[REQUISITO]:
Converta em uma lista JSON de strings as linhas dos registros, desde o começo até a linha que contém "box: [21, 187, 532, 466]", incluindo essa linha. Use uma string para cada linha e deixe de fora as linhas em branco.

[INFORMAÇÕES FORNECIDAS]:
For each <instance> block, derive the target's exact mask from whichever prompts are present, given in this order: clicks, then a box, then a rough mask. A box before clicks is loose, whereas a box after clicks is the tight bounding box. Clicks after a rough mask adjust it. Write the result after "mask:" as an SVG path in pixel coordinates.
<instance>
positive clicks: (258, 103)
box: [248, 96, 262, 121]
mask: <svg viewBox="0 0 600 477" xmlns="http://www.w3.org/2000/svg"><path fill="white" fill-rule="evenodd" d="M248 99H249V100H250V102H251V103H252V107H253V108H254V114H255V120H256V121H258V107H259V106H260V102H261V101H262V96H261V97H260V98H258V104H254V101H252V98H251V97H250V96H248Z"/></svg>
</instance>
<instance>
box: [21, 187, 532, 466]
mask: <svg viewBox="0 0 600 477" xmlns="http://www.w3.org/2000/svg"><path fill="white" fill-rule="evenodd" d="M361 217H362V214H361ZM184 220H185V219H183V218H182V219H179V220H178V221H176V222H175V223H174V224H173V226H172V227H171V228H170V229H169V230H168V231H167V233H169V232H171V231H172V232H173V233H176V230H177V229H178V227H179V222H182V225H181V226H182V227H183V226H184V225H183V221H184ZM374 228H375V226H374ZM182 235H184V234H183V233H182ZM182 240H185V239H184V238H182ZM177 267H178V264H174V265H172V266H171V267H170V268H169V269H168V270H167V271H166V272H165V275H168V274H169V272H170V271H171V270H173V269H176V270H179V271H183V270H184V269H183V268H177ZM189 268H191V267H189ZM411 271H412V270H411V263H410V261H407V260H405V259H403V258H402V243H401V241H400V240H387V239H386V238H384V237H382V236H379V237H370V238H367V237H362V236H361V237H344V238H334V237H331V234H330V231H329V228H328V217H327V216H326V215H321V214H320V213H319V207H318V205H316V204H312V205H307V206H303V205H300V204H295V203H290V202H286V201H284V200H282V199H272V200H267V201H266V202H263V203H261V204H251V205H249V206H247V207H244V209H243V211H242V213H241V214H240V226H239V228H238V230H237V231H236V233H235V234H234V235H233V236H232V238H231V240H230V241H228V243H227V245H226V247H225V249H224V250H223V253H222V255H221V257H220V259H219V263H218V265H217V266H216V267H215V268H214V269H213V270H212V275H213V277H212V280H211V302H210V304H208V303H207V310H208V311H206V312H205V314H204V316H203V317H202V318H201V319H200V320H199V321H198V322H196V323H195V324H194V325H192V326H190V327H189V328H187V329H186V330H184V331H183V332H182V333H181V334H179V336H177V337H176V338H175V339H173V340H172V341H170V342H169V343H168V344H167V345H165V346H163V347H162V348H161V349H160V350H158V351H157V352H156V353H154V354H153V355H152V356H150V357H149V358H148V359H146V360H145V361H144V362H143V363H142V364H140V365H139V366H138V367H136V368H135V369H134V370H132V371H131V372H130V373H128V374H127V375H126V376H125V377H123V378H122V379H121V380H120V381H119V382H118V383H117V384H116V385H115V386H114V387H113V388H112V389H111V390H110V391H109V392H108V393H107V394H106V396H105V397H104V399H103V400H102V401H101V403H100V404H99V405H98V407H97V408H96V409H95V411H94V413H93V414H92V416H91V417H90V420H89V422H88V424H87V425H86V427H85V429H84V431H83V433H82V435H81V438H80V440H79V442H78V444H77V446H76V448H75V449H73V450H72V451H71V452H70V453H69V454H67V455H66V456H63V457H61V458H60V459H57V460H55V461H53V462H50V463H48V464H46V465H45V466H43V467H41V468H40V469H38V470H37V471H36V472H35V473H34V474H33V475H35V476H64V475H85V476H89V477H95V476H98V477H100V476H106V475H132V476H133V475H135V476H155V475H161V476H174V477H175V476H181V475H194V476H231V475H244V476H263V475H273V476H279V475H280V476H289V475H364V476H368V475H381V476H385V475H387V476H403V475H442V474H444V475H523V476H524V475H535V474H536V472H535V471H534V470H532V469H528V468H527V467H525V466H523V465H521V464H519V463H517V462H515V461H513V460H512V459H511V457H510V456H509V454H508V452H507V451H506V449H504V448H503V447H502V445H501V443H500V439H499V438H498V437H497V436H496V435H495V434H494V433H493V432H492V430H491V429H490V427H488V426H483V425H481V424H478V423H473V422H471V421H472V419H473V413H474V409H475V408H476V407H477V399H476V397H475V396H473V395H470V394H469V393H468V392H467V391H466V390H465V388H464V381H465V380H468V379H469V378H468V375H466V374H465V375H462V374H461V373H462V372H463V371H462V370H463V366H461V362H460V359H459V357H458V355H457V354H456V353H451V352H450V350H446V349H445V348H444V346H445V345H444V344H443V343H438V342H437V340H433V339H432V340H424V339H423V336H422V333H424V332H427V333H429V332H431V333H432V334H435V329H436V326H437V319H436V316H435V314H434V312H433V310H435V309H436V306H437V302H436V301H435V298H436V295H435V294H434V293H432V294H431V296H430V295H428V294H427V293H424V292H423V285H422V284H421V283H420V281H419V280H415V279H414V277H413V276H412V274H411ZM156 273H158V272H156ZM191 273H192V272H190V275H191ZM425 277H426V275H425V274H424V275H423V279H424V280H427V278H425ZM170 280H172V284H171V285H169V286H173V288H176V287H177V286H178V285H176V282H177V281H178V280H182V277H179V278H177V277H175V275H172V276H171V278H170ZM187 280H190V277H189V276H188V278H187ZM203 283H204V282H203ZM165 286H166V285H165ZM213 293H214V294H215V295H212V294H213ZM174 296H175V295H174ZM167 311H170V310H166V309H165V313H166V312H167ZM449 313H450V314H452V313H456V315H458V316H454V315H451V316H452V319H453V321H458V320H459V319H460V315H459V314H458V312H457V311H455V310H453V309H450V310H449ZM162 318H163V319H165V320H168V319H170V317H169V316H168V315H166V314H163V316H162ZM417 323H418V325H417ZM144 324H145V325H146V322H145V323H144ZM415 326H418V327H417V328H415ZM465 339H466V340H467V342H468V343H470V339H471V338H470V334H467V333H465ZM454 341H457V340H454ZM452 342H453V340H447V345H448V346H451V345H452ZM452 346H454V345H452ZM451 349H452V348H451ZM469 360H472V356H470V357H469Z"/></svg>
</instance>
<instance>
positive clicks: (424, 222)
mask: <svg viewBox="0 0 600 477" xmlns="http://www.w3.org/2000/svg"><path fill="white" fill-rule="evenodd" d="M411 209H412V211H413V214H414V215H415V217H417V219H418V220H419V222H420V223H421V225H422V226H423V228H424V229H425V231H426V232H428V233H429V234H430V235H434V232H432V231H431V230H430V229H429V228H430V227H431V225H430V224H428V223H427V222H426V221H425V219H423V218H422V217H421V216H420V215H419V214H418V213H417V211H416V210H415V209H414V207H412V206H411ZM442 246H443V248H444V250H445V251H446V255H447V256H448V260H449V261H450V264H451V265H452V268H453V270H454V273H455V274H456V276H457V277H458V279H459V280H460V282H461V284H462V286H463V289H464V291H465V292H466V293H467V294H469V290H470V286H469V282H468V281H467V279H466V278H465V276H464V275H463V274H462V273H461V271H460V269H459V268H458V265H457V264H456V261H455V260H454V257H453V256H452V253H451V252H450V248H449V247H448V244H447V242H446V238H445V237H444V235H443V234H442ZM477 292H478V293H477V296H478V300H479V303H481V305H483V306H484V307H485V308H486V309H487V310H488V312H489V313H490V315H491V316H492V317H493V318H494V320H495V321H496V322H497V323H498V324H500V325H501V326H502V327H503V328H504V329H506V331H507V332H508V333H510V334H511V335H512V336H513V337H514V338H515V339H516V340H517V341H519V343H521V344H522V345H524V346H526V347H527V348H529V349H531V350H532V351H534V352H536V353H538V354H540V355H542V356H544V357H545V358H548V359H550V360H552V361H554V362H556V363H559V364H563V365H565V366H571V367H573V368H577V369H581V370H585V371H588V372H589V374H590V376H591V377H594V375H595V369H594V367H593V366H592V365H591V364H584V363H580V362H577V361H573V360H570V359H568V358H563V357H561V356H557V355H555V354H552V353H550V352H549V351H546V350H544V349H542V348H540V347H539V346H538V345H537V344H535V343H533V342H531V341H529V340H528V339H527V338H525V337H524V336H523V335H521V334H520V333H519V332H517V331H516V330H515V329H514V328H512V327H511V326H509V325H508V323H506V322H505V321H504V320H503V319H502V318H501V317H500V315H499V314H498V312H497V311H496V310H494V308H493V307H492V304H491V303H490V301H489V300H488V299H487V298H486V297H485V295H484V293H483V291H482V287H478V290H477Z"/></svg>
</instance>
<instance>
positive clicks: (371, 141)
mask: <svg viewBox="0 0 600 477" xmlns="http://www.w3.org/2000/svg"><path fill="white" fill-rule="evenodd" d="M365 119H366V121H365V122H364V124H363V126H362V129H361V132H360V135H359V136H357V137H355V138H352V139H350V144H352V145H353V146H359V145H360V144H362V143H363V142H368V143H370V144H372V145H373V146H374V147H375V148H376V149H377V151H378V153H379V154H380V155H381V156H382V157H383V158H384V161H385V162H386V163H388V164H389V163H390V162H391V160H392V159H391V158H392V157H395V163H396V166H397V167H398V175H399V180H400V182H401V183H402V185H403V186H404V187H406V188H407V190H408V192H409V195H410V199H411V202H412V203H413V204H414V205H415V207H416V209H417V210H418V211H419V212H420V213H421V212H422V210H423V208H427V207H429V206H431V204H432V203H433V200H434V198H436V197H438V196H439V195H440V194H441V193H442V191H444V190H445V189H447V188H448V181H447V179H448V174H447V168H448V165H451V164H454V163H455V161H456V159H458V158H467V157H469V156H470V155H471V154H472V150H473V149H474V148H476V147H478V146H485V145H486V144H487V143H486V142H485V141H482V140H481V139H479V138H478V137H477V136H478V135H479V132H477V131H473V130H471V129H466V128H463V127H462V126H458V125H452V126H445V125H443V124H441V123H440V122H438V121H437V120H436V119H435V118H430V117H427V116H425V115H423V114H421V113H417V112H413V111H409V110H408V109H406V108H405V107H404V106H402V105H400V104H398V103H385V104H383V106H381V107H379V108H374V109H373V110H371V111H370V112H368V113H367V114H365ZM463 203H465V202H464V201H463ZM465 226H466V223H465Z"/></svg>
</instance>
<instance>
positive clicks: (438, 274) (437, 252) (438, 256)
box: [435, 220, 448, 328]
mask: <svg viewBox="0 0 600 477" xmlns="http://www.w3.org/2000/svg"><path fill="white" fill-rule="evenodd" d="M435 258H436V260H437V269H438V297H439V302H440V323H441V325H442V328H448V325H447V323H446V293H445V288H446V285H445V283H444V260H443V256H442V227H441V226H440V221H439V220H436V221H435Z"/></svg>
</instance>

[RESULTADO DA TAREFA]:
[
  "For each <instance> block, derive the target's exact mask from whichever prompts are present, given in this order: clicks, then a box, then a rough mask. A box before clicks is loose, whereas a box after clicks is the tight bounding box. Clicks after a rough mask adjust it. Write the result after \"mask:\" as an SVG path in pixel coordinates.",
  "<instance>",
  "positive clicks: (258, 103)",
  "box: [248, 96, 262, 121]",
  "mask: <svg viewBox=\"0 0 600 477\" xmlns=\"http://www.w3.org/2000/svg\"><path fill=\"white\" fill-rule=\"evenodd\" d=\"M248 99H249V100H250V102H251V103H252V107H253V108H254V114H255V120H256V121H258V107H259V106H260V102H261V101H262V96H261V97H260V98H258V104H254V101H252V98H251V97H250V96H248Z\"/></svg>",
  "</instance>",
  "<instance>",
  "box: [21, 187, 532, 466]"
]